▶ [What is being asked]:
Lay out every line of the records below as a JSON list of strings, one string per line, with blank lines omitted. Leave the pictures out of the answer.

▶ [Records of labeled boxes]:
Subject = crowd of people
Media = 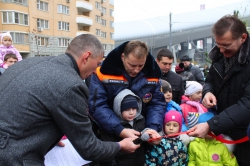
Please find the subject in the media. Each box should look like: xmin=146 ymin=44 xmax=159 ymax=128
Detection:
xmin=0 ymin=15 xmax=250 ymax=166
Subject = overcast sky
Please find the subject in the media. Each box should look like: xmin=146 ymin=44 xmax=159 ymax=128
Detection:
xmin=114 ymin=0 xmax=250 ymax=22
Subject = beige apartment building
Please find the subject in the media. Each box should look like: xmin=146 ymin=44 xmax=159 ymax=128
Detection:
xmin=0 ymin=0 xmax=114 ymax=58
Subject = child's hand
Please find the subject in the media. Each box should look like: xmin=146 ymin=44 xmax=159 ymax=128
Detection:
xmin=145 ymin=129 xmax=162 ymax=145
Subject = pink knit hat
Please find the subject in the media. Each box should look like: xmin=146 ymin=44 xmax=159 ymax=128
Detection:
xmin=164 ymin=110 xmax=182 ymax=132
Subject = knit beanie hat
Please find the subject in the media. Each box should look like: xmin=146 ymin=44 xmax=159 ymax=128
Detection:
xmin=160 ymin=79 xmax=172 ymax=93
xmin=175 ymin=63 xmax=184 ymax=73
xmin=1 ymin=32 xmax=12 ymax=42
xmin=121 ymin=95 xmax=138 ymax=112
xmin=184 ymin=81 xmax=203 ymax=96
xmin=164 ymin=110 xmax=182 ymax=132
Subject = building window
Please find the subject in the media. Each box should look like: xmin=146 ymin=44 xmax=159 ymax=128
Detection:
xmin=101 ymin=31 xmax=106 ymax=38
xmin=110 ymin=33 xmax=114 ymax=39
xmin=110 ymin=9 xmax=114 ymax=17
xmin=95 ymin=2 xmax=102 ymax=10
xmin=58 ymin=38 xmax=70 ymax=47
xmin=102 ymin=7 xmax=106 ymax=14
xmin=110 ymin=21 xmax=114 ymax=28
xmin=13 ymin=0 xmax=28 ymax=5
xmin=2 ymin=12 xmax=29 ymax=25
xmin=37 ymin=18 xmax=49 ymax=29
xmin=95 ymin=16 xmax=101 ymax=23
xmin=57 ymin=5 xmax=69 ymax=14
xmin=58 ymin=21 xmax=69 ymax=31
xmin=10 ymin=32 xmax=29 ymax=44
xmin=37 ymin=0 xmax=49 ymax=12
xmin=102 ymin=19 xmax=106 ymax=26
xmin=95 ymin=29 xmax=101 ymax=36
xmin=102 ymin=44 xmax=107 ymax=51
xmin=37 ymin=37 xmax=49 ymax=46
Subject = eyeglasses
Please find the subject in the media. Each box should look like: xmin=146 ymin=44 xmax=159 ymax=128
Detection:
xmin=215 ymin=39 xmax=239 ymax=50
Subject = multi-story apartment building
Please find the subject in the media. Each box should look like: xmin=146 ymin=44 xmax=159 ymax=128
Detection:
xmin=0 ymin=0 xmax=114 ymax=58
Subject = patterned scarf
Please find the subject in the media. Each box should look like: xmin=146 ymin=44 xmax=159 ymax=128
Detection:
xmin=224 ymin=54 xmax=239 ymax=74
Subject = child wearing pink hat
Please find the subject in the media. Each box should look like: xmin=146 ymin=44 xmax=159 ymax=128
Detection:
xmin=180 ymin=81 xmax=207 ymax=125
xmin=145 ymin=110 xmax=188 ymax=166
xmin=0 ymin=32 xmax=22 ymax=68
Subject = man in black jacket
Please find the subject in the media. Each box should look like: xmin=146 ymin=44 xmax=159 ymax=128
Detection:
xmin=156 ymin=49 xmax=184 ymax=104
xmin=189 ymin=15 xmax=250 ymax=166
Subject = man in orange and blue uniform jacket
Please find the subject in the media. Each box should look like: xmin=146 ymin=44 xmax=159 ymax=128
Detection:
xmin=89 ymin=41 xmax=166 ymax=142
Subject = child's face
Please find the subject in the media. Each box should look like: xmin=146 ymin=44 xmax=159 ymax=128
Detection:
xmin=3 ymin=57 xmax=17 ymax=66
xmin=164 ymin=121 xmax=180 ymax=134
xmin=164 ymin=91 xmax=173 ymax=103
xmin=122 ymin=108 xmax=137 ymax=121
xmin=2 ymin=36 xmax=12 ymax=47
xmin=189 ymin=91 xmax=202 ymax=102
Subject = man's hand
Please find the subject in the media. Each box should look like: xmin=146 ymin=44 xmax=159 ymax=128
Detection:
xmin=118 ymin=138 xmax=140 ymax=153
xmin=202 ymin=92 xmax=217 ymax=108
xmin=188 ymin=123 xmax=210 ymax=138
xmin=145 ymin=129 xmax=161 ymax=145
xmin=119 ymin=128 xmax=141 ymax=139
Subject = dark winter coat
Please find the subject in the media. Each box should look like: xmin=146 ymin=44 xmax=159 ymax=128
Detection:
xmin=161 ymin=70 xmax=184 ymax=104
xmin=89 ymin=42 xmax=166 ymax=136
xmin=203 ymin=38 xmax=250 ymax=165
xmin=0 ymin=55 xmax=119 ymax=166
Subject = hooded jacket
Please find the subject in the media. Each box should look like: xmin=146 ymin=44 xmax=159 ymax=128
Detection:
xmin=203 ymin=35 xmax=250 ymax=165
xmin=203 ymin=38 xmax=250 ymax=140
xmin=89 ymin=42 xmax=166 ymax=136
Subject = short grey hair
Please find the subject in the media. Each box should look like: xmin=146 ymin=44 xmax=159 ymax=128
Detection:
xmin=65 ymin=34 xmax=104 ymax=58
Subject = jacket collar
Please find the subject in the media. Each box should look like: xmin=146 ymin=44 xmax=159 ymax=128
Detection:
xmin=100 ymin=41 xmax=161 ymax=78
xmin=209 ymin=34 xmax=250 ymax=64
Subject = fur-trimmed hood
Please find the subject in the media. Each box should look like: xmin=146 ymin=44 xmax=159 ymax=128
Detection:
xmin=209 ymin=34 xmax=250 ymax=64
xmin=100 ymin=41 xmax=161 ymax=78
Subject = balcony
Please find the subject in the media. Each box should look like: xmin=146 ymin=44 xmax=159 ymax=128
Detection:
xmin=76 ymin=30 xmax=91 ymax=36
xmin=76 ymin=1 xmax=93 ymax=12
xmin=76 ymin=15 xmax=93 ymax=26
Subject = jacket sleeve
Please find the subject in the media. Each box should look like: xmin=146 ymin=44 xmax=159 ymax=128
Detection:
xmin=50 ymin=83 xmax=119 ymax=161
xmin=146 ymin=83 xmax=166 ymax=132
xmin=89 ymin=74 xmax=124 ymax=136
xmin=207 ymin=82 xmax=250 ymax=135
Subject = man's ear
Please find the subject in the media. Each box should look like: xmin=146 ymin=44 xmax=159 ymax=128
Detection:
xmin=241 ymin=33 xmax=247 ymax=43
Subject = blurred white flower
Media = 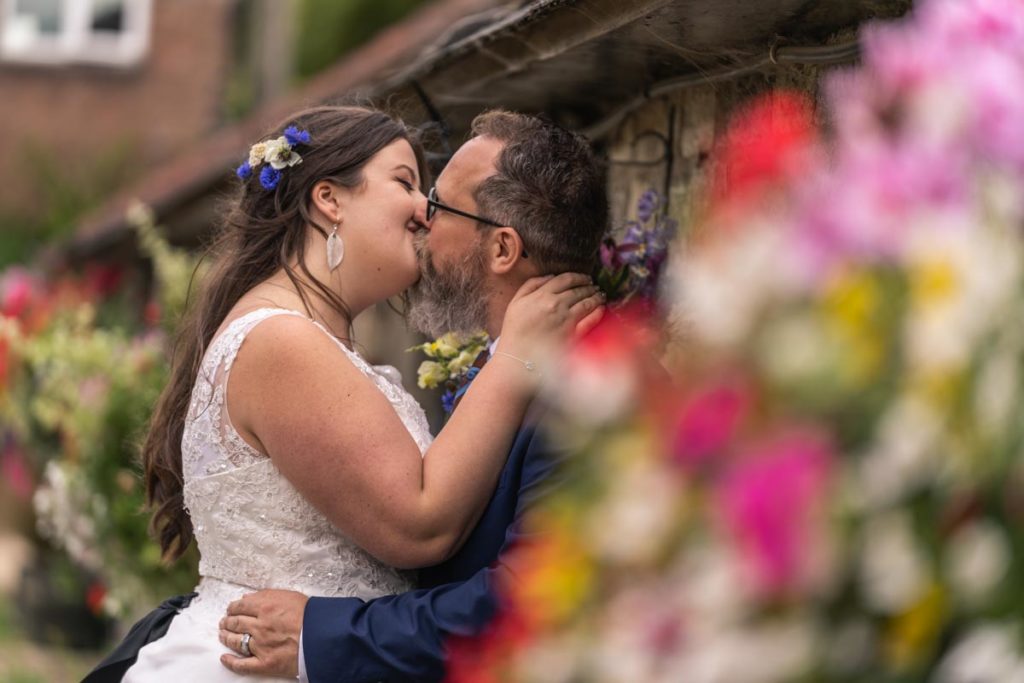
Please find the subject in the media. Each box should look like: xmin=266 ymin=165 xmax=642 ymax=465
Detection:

▶ [Response below]:
[
  "Subject = crowd of people",
  "Media = ",
  "Please find the subject in the media. Each box should look like: xmin=146 ymin=44 xmax=159 ymax=128",
  "Detection:",
  "xmin=0 ymin=15 xmax=250 ymax=166",
  "Subject = overcast sky",
  "Please find the subject in the media. Each box should look like: xmin=146 ymin=44 xmax=159 ymax=128",
  "Detection:",
  "xmin=114 ymin=0 xmax=250 ymax=22",
  "Subject = beige apartment building",
  "Please find the subject in the media. Each box should look like: xmin=146 ymin=44 xmax=159 ymax=128",
  "Detection:",
  "xmin=0 ymin=0 xmax=114 ymax=58",
  "Subject = child's hand",
  "Please find the subject in the media. Each box should look like: xmin=146 ymin=44 xmax=159 ymax=128",
  "Detection:",
  "xmin=145 ymin=129 xmax=162 ymax=145",
  "Subject = pink knit hat",
  "Please find the subject in the media. Each box should look like: xmin=146 ymin=44 xmax=159 ymax=128",
  "Detection:",
  "xmin=164 ymin=110 xmax=182 ymax=132",
  "Subject = knit beanie hat",
  "Please find the subject in the media. Each box should look like: xmin=146 ymin=44 xmax=159 ymax=128",
  "Detection:",
  "xmin=160 ymin=79 xmax=172 ymax=93",
  "xmin=175 ymin=63 xmax=184 ymax=73",
  "xmin=1 ymin=32 xmax=12 ymax=42",
  "xmin=121 ymin=95 xmax=138 ymax=112",
  "xmin=184 ymin=81 xmax=203 ymax=96",
  "xmin=164 ymin=110 xmax=182 ymax=132",
  "Subject = building window",
  "Please find the subject in the media. Each box should look like: xmin=146 ymin=44 xmax=159 ymax=128",
  "Detection:",
  "xmin=101 ymin=31 xmax=106 ymax=38",
  "xmin=110 ymin=33 xmax=114 ymax=39",
  "xmin=110 ymin=9 xmax=114 ymax=17",
  "xmin=95 ymin=2 xmax=102 ymax=10",
  "xmin=58 ymin=38 xmax=70 ymax=47",
  "xmin=102 ymin=7 xmax=106 ymax=14",
  "xmin=110 ymin=21 xmax=114 ymax=28",
  "xmin=13 ymin=0 xmax=28 ymax=5",
  "xmin=2 ymin=12 xmax=29 ymax=25",
  "xmin=37 ymin=18 xmax=49 ymax=29",
  "xmin=95 ymin=16 xmax=101 ymax=23",
  "xmin=57 ymin=5 xmax=69 ymax=14",
  "xmin=58 ymin=21 xmax=69 ymax=31",
  "xmin=10 ymin=32 xmax=29 ymax=44",
  "xmin=37 ymin=0 xmax=49 ymax=12",
  "xmin=102 ymin=19 xmax=106 ymax=26",
  "xmin=95 ymin=29 xmax=101 ymax=36",
  "xmin=102 ymin=44 xmax=107 ymax=51",
  "xmin=37 ymin=37 xmax=49 ymax=46",
  "Subject = eyeglasses",
  "Please find the subject in the media. Each box should look like: xmin=146 ymin=44 xmax=159 ymax=128",
  "Detection:",
  "xmin=215 ymin=39 xmax=239 ymax=50",
  "Subject = multi-story apartment building",
  "Please find the subject in the media. Each box should look like: xmin=146 ymin=44 xmax=159 ymax=128",
  "Detection:",
  "xmin=0 ymin=0 xmax=114 ymax=58",
  "Subject = patterned scarf",
  "Please find the subject in the media. Each box should look like: xmin=146 ymin=44 xmax=159 ymax=128",
  "Detection:",
  "xmin=224 ymin=54 xmax=239 ymax=74",
  "Subject = child wearing pink hat",
  "Please find the subject in the media. Each box should look like: xmin=146 ymin=44 xmax=159 ymax=128",
  "Detection:",
  "xmin=180 ymin=81 xmax=207 ymax=125",
  "xmin=145 ymin=110 xmax=188 ymax=166",
  "xmin=0 ymin=32 xmax=22 ymax=68",
  "Subject = man in black jacket",
  "Please find the subject in the media. Each box should look like: xmin=146 ymin=44 xmax=159 ymax=128",
  "Detection:",
  "xmin=156 ymin=49 xmax=184 ymax=104",
  "xmin=189 ymin=15 xmax=250 ymax=166",
  "Subject = man in orange and blue uniform jacket",
  "Please find the subject in the media. Each box should look like: xmin=146 ymin=44 xmax=159 ymax=128",
  "Detection:",
  "xmin=89 ymin=41 xmax=166 ymax=142",
  "Subject = child's face",
  "Please find the subject in the media. Each box should look like: xmin=146 ymin=44 xmax=159 ymax=128",
  "Detection:",
  "xmin=3 ymin=57 xmax=17 ymax=66",
  "xmin=164 ymin=121 xmax=180 ymax=134",
  "xmin=164 ymin=91 xmax=173 ymax=103",
  "xmin=122 ymin=108 xmax=137 ymax=121",
  "xmin=2 ymin=36 xmax=12 ymax=47",
  "xmin=189 ymin=91 xmax=202 ymax=102",
  "Subject = man's hand",
  "Please find the subject in the media. Each box should look like: xmin=146 ymin=44 xmax=159 ymax=128",
  "Detection:",
  "xmin=118 ymin=138 xmax=140 ymax=153",
  "xmin=202 ymin=92 xmax=217 ymax=108",
  "xmin=188 ymin=123 xmax=210 ymax=138",
  "xmin=145 ymin=129 xmax=161 ymax=145",
  "xmin=119 ymin=128 xmax=141 ymax=139",
  "Subject = dark winter coat",
  "Please find the subject in the media. Each box should look like: xmin=146 ymin=44 xmax=159 ymax=128",
  "Detection:",
  "xmin=161 ymin=70 xmax=184 ymax=104",
  "xmin=89 ymin=42 xmax=166 ymax=136",
  "xmin=203 ymin=38 xmax=250 ymax=165",
  "xmin=0 ymin=55 xmax=119 ymax=166",
  "Subject = hooded jacket",
  "Please find the subject in the media. Each box should look like: xmin=146 ymin=44 xmax=159 ymax=128",
  "Detection:",
  "xmin=203 ymin=35 xmax=250 ymax=165",
  "xmin=203 ymin=38 xmax=250 ymax=140",
  "xmin=89 ymin=42 xmax=166 ymax=136",
  "Subject = short grey hair",
  "Please find the subject in the media. Each box should look like: xmin=146 ymin=44 xmax=159 ymax=128",
  "Detection:",
  "xmin=65 ymin=34 xmax=104 ymax=58",
  "Subject = jacket collar",
  "Please find the subject in the media. Each box should look like: xmin=146 ymin=44 xmax=159 ymax=128",
  "Detection:",
  "xmin=100 ymin=41 xmax=161 ymax=78",
  "xmin=209 ymin=34 xmax=250 ymax=64",
  "Subject = fur-trimmed hood",
  "Please find the subject in the media. Each box should look like: xmin=146 ymin=44 xmax=159 ymax=128",
  "Detection:",
  "xmin=209 ymin=34 xmax=250 ymax=64",
  "xmin=100 ymin=41 xmax=161 ymax=78",
  "Subject = balcony",
  "Please find the subject in the media. Each box should look like: xmin=146 ymin=44 xmax=159 ymax=128",
  "Detection:",
  "xmin=76 ymin=30 xmax=91 ymax=36",
  "xmin=76 ymin=1 xmax=93 ymax=12",
  "xmin=76 ymin=15 xmax=93 ymax=26",
  "Subject = jacket sleeve",
  "Please find the subject in the media. Each box should look like: xmin=146 ymin=44 xmax=159 ymax=128",
  "Detection:",
  "xmin=50 ymin=83 xmax=119 ymax=161",
  "xmin=146 ymin=83 xmax=166 ymax=132",
  "xmin=89 ymin=74 xmax=124 ymax=136",
  "xmin=207 ymin=82 xmax=250 ymax=135",
  "Subject = man's ear",
  "Please find the subject in the media. Each box should look like: xmin=146 ymin=44 xmax=159 ymax=128",
  "Detection:",
  "xmin=241 ymin=33 xmax=247 ymax=43",
  "Subject = blurred white flower",
  "Media = ",
  "Please find the subject in the media. Each box should look like: xmin=266 ymin=165 xmax=642 ymax=465",
  "Detection:"
]